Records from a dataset
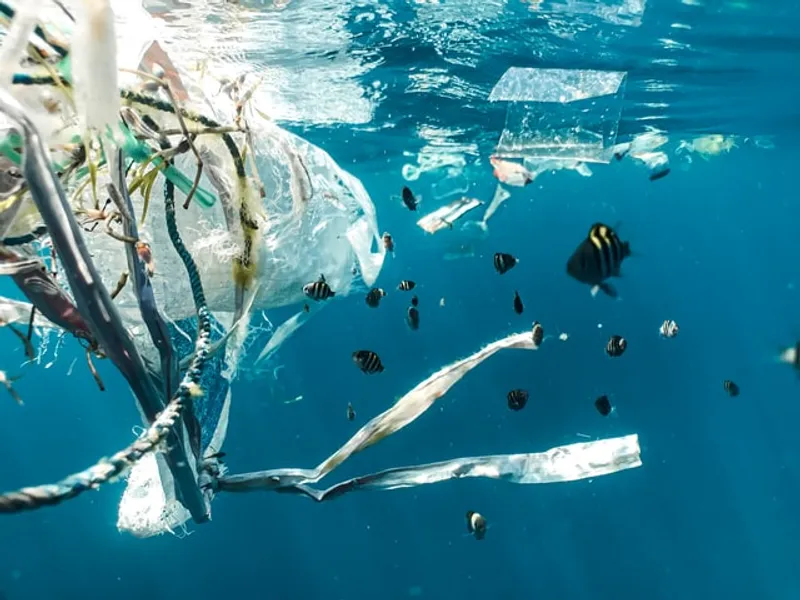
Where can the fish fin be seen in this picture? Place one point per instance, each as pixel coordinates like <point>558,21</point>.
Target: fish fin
<point>608,289</point>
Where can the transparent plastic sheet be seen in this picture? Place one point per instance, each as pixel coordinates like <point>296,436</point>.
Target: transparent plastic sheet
<point>145,508</point>
<point>562,114</point>
<point>561,464</point>
<point>334,228</point>
<point>444,217</point>
<point>582,460</point>
<point>618,12</point>
<point>17,312</point>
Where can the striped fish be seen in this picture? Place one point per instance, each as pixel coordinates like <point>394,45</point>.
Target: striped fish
<point>616,346</point>
<point>517,399</point>
<point>373,298</point>
<point>669,329</point>
<point>538,334</point>
<point>412,318</point>
<point>406,285</point>
<point>318,290</point>
<point>597,258</point>
<point>504,262</point>
<point>368,361</point>
<point>731,388</point>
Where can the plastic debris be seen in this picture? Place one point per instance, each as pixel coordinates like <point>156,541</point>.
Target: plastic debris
<point>560,113</point>
<point>444,217</point>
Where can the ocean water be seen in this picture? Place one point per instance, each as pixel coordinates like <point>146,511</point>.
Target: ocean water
<point>712,511</point>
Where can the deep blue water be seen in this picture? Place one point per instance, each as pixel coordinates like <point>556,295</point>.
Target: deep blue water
<point>711,513</point>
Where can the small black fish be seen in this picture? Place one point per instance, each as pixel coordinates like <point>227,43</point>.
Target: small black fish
<point>412,318</point>
<point>406,285</point>
<point>616,346</point>
<point>656,175</point>
<point>388,242</point>
<point>476,524</point>
<point>504,262</point>
<point>603,405</point>
<point>518,308</point>
<point>408,198</point>
<point>517,399</point>
<point>597,258</point>
<point>791,356</point>
<point>538,334</point>
<point>318,290</point>
<point>374,296</point>
<point>731,388</point>
<point>368,361</point>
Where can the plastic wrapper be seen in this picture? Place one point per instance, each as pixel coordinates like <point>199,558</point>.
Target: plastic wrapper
<point>583,460</point>
<point>406,410</point>
<point>560,113</point>
<point>618,12</point>
<point>309,207</point>
<point>565,463</point>
<point>444,217</point>
<point>454,185</point>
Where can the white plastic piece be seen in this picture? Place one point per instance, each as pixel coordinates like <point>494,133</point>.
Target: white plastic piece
<point>94,67</point>
<point>561,114</point>
<point>500,195</point>
<point>444,217</point>
<point>17,312</point>
<point>555,85</point>
<point>282,333</point>
<point>617,12</point>
<point>16,39</point>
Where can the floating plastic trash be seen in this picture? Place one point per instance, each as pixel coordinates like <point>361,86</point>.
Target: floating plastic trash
<point>618,12</point>
<point>444,217</point>
<point>453,185</point>
<point>560,113</point>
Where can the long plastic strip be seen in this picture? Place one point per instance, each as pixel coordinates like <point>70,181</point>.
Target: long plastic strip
<point>582,460</point>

→ PROBLEM:
Without the pictures, copy out all the records above exactly.

→ RESULT FOR THIS TASK:
Where can the fish fin be seen in this picture? Place one point per instance, each as pixel coordinates like <point>558,21</point>.
Target: fish fin
<point>608,289</point>
Where can the transparent plastic sheet be seen in this picture? Place one point per instance, each as pixel coordinates like <point>296,436</point>.
Target: transparent plastic sheet
<point>145,508</point>
<point>562,114</point>
<point>561,464</point>
<point>334,228</point>
<point>444,217</point>
<point>582,460</point>
<point>618,12</point>
<point>17,312</point>
Where can the striped fish be seen in this picture? Place one point per instance, each as pixel coordinates like <point>394,45</point>.
Target: striped fish
<point>616,346</point>
<point>517,399</point>
<point>373,298</point>
<point>669,329</point>
<point>538,334</point>
<point>412,318</point>
<point>406,285</point>
<point>318,290</point>
<point>597,258</point>
<point>504,262</point>
<point>368,361</point>
<point>731,388</point>
Where can the plastic debris be seen in this picture? Place one point per instance, each as pixel coordinates like <point>156,541</point>.
Target: plastic debris
<point>560,113</point>
<point>444,217</point>
Where can the ocean water be seen in this picture? Place one point per instance, each as pixel coordinates like <point>146,511</point>.
Target: ocean water
<point>712,511</point>
Where can the deep blue water be seen in this picture? Place one point per instance, each as pixel coordinates like <point>556,295</point>.
Target: deep blue water
<point>711,513</point>
Where can the small black fish be seen in this picture? Place one point per instance, each as pixel coordinates like <point>227,43</point>.
Target: small black fish
<point>412,318</point>
<point>406,285</point>
<point>616,346</point>
<point>656,175</point>
<point>388,242</point>
<point>476,524</point>
<point>504,262</point>
<point>603,405</point>
<point>518,308</point>
<point>408,198</point>
<point>517,399</point>
<point>597,258</point>
<point>791,356</point>
<point>538,334</point>
<point>318,290</point>
<point>374,296</point>
<point>731,388</point>
<point>368,361</point>
Where can the plastic wrapper be seen in this picture? Place one point per instance, each as pixel coordinates like <point>199,558</point>.
Target: plastic wrapper
<point>583,460</point>
<point>406,410</point>
<point>560,113</point>
<point>618,12</point>
<point>309,207</point>
<point>565,463</point>
<point>444,217</point>
<point>454,185</point>
Where can the white plastic piece be seen in this picture? Place one point per instance, each as pixel coordinates like <point>494,133</point>.
Target: white plastic piece
<point>94,67</point>
<point>561,114</point>
<point>500,195</point>
<point>444,217</point>
<point>17,312</point>
<point>555,85</point>
<point>282,333</point>
<point>617,12</point>
<point>16,39</point>
Where can the floating plastic trash be seen in this picture? Place one point per instance, each as pixel coordinates like <point>361,86</point>.
Target: floating plastic trash
<point>618,12</point>
<point>444,217</point>
<point>453,185</point>
<point>560,113</point>
Where can the long plastic strip be seen in this picture? Place one point per instance, each as pixel coordinates like <point>70,181</point>.
Target: long plastic strip
<point>582,460</point>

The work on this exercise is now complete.